*Material for the task:*
* begin *
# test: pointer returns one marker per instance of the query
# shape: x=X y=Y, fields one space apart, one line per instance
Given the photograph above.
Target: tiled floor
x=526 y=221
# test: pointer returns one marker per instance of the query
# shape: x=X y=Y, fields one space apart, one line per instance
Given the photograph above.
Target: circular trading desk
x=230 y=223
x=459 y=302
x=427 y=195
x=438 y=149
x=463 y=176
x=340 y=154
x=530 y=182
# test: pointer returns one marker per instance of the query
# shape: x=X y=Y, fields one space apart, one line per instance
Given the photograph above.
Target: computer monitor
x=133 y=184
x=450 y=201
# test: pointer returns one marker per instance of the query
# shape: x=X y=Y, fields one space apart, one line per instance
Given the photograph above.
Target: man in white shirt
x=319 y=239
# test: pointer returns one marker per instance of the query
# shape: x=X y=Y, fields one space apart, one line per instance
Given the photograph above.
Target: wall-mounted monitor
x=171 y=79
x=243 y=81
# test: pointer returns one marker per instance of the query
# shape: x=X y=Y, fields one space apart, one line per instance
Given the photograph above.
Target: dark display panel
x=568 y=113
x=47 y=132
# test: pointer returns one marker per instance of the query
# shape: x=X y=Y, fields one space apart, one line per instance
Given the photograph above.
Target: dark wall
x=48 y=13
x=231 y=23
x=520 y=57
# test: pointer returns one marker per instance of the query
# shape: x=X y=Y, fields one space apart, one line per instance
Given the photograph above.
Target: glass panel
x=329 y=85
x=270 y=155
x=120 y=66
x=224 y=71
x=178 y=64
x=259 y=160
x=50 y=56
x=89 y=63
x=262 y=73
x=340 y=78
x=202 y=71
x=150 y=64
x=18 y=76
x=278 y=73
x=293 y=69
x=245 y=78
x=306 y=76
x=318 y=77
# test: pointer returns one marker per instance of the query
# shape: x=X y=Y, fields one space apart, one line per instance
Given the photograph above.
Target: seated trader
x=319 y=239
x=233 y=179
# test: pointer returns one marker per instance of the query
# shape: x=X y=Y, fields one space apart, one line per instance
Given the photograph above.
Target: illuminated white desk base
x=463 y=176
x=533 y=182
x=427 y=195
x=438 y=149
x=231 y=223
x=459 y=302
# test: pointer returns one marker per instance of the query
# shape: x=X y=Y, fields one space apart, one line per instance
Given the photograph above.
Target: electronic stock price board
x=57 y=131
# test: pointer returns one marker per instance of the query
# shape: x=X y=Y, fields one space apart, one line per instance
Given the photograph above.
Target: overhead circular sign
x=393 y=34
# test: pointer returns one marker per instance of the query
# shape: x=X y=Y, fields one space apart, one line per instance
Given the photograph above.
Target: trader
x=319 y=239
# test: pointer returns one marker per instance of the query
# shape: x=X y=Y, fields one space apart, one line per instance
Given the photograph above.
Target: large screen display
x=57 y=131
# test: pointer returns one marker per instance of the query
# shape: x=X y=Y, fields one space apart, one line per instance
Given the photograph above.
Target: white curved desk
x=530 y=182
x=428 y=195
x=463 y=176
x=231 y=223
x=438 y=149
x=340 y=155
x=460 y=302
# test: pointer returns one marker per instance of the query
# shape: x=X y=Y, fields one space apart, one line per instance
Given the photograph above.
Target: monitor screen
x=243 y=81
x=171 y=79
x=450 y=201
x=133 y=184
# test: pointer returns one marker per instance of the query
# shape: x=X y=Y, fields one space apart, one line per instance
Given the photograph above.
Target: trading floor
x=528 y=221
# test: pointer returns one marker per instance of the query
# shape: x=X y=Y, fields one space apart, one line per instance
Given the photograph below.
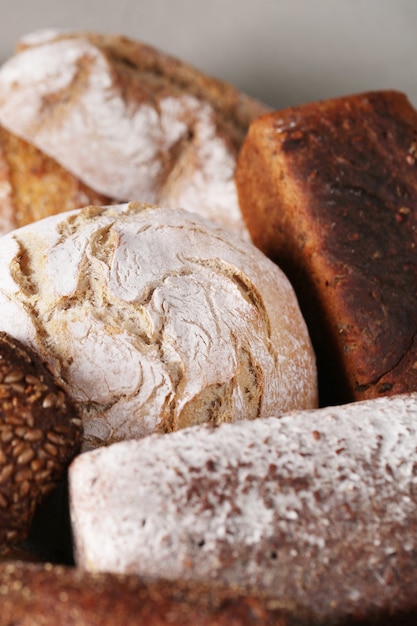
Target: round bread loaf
x=128 y=120
x=34 y=186
x=315 y=508
x=154 y=319
x=40 y=433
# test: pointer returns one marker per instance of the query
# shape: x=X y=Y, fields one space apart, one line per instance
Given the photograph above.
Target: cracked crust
x=329 y=191
x=154 y=319
x=130 y=121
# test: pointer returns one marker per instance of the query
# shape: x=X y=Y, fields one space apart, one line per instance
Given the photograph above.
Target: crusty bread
x=40 y=433
x=46 y=595
x=316 y=508
x=129 y=120
x=329 y=190
x=34 y=186
x=155 y=319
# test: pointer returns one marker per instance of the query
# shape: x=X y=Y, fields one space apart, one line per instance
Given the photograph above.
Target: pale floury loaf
x=154 y=319
x=316 y=508
x=130 y=121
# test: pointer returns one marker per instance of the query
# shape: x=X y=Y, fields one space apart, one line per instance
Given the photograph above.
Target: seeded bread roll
x=40 y=433
x=155 y=319
x=33 y=186
x=316 y=508
x=329 y=191
x=129 y=121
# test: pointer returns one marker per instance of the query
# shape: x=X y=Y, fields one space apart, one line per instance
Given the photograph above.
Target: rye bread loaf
x=316 y=508
x=33 y=186
x=46 y=595
x=155 y=319
x=40 y=433
x=130 y=121
x=329 y=191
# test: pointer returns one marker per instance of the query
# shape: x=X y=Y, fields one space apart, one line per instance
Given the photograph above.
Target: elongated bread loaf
* end *
*Exercise details:*
Which of the lines above contain the string "loaf"? Gather every such line, treating uppercase and lowercase letters as distinct.

*Solution to this exercise:*
Target: round bread loaf
Target: pale floury loaf
Target: rye bread loaf
Target: elongated bread loaf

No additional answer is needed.